GIVEN PROBLEM: Output everything from the record containing "Please spot the concrete" through the end of the records as a two-column CSV with the columns "text" and "answer", one row per record. Put each record's text and its answer in a single quoted field each, with line breaks replaced by spaces.

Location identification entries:

◆ ◆ ◆ ◆

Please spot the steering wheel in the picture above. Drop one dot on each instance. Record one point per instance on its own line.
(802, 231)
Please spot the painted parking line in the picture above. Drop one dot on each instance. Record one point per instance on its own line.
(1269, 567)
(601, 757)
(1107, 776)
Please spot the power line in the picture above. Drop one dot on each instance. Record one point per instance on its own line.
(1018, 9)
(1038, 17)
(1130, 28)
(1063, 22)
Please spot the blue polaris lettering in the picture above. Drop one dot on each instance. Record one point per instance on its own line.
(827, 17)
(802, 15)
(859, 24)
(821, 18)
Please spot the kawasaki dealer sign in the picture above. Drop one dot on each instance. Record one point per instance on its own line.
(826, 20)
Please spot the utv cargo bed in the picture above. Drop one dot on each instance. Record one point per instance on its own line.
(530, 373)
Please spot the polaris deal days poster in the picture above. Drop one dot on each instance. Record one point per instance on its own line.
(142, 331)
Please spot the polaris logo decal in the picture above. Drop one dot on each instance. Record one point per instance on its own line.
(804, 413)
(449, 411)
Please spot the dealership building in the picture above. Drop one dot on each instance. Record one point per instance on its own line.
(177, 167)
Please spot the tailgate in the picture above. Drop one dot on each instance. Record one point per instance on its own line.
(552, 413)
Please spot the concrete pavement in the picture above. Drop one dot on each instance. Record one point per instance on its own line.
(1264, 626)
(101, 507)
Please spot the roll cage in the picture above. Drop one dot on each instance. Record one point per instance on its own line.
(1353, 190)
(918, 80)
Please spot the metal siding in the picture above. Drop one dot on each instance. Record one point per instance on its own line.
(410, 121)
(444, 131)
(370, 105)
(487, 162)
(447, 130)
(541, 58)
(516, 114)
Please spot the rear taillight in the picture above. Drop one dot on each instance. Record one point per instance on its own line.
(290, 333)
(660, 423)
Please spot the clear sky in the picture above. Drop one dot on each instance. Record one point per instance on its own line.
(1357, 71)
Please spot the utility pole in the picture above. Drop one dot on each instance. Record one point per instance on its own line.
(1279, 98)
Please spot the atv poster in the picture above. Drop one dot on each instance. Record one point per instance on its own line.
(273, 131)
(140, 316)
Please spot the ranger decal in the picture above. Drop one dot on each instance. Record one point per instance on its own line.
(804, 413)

◆ ◆ ◆ ◆

RESULT OF THIS EXERCISE:
text,answer
"Please spot the concrete pavement in the picture above. Drop one dot on each instance. Record one point per instance on its own line.","(1264, 626) (101, 507)"
"Please spot the roll cage in the picture above. Drop one dot on each instance. Record one point per instance on its own line.","(1353, 190) (918, 80)"
"Please spot the metal siding in the picture above. Drop one dot on each instance. Record one point per instance on its own line.","(410, 121) (444, 131) (370, 105) (487, 162) (447, 130) (541, 58) (516, 114)"
"Please spot the rear taillight in the picture above. Drop one dot on each instance. Record one point per instance on its own line.","(290, 333) (660, 423)"
"Please spot the clear sky in the picture above. Drop one dot on each instance. Record one point per instance on its own line.","(1357, 71)"
"Please spot the utility pole in the picture above. Drop one dot on each instance. Record one point per instance on its own line.","(1279, 98)"
"Please spot the atv poster in the picture above. Drop one dot on each instance. Record one point per instance on its own line.","(273, 131) (140, 316)"
"Please spot the ranger decal in the picture above. Drop one dot on each instance. Record one point per instance on its own line.","(804, 413)"